> **AIM OF THE TASK**
Please retype every entry, keeping each one exactly as written.

> **Stored data entries**

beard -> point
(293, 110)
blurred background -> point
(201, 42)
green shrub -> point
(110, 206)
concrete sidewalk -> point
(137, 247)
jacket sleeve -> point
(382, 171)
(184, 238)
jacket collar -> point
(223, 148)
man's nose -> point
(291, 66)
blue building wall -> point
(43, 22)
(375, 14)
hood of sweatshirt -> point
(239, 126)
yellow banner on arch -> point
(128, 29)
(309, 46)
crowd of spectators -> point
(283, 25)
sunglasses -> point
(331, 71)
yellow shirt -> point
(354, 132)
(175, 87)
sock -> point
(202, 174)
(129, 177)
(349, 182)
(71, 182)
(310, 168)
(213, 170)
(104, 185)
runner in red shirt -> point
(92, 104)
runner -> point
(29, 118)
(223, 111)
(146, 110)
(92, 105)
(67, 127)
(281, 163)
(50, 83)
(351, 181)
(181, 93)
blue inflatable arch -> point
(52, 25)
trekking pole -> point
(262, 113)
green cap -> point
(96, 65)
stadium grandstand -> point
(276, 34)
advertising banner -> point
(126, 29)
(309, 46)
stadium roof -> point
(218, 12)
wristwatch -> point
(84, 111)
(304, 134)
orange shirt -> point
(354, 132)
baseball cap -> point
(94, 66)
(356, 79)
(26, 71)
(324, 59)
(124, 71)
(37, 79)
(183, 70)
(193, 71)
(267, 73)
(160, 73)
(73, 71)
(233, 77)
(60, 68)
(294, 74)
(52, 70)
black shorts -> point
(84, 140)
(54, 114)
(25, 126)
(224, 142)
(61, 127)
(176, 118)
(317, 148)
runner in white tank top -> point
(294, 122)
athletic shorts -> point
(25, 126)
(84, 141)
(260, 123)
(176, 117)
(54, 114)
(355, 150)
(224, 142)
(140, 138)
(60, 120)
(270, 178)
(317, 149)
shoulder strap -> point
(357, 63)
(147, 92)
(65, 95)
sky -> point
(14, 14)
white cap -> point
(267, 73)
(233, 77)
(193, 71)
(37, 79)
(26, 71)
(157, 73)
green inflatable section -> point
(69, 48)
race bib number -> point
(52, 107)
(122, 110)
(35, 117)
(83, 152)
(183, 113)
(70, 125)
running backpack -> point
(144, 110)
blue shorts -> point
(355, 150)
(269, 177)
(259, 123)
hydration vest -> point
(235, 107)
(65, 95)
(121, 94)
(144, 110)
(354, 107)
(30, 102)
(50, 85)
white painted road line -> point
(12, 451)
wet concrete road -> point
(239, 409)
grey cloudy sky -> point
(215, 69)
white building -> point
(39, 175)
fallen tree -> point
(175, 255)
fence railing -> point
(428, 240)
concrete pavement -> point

> **EXERCISE SOLUTION**
beard -> point
(293, 110)
blurred background -> point
(201, 42)
green shrub -> point
(110, 206)
concrete sidewalk -> point
(137, 247)
jacket sleeve -> point
(382, 171)
(184, 238)
jacket collar -> point
(223, 148)
man's nose -> point
(291, 66)
blue building wall -> point
(43, 22)
(375, 14)
hood of sweatshirt -> point
(239, 126)
yellow banner on arch -> point
(128, 29)
(309, 46)
crowd of spectators -> point
(283, 25)
sunglasses -> point
(331, 71)
yellow shirt -> point
(354, 132)
(175, 87)
sock -> point
(202, 174)
(129, 177)
(349, 182)
(71, 182)
(310, 168)
(213, 170)
(104, 185)
runner in red shirt -> point
(92, 104)
runner -> point
(29, 118)
(223, 111)
(146, 110)
(92, 105)
(67, 127)
(281, 163)
(50, 83)
(351, 181)
(181, 93)
blue inflatable arch -> point
(52, 25)
trekking pole -> point
(262, 113)
green cap -> point
(96, 65)
stadium grandstand -> point
(276, 34)
advertising banner -> point
(126, 29)
(309, 46)
stadium roof -> point
(218, 12)
wristwatch -> point
(84, 111)
(304, 134)
orange shirt -> point
(354, 132)
baseball cap -> point
(94, 66)
(356, 79)
(26, 71)
(324, 59)
(124, 71)
(37, 79)
(183, 70)
(193, 71)
(267, 73)
(160, 73)
(73, 71)
(233, 77)
(60, 68)
(294, 74)
(52, 70)
black shorts -> point
(84, 140)
(54, 114)
(25, 126)
(224, 142)
(61, 127)
(176, 118)
(317, 148)
runner in white tank top -> point
(294, 122)
athletic shorts -> point
(25, 126)
(84, 141)
(260, 123)
(176, 117)
(54, 114)
(355, 150)
(224, 142)
(140, 138)
(60, 120)
(270, 178)
(317, 149)
shoulder strap -> point
(357, 63)
(147, 92)
(65, 95)
sky -> point
(14, 14)
white cap -> point
(267, 73)
(233, 77)
(193, 71)
(37, 79)
(26, 71)
(157, 73)
green inflatable section -> point
(69, 48)
race bib number -> point
(52, 107)
(122, 110)
(35, 117)
(83, 152)
(183, 113)
(70, 125)
running backpack -> point
(144, 110)
blue shorts -> point
(355, 150)
(269, 177)
(259, 123)
hydration vest -> point
(235, 107)
(65, 95)
(121, 94)
(144, 110)
(354, 107)
(30, 102)
(50, 85)
white painted road line -> point
(12, 451)
wet concrete road -> point
(239, 409)
grey cloudy sky -> point
(215, 69)
white building -> point
(39, 175)
fallen tree -> point
(175, 255)
fence railing -> point
(428, 240)
concrete pavement -> point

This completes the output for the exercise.